• REQUIRED TASK
Please present the items below as a two-column CSV with the header fields "prompt" and "answer", one row per item, giving its text and its answer. Put each field in double quotes and replace every line break with a space.

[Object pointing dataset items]
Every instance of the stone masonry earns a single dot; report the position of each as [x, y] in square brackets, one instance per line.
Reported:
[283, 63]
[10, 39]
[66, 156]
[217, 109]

• CORRECT RESPONSE
prompt,answer
"Every instance of the stone masonry earns a single dot; report the position of each as [x, y] in square brackets, one instance per line. Reported:","[283, 63] [10, 39] [66, 156] [217, 109]"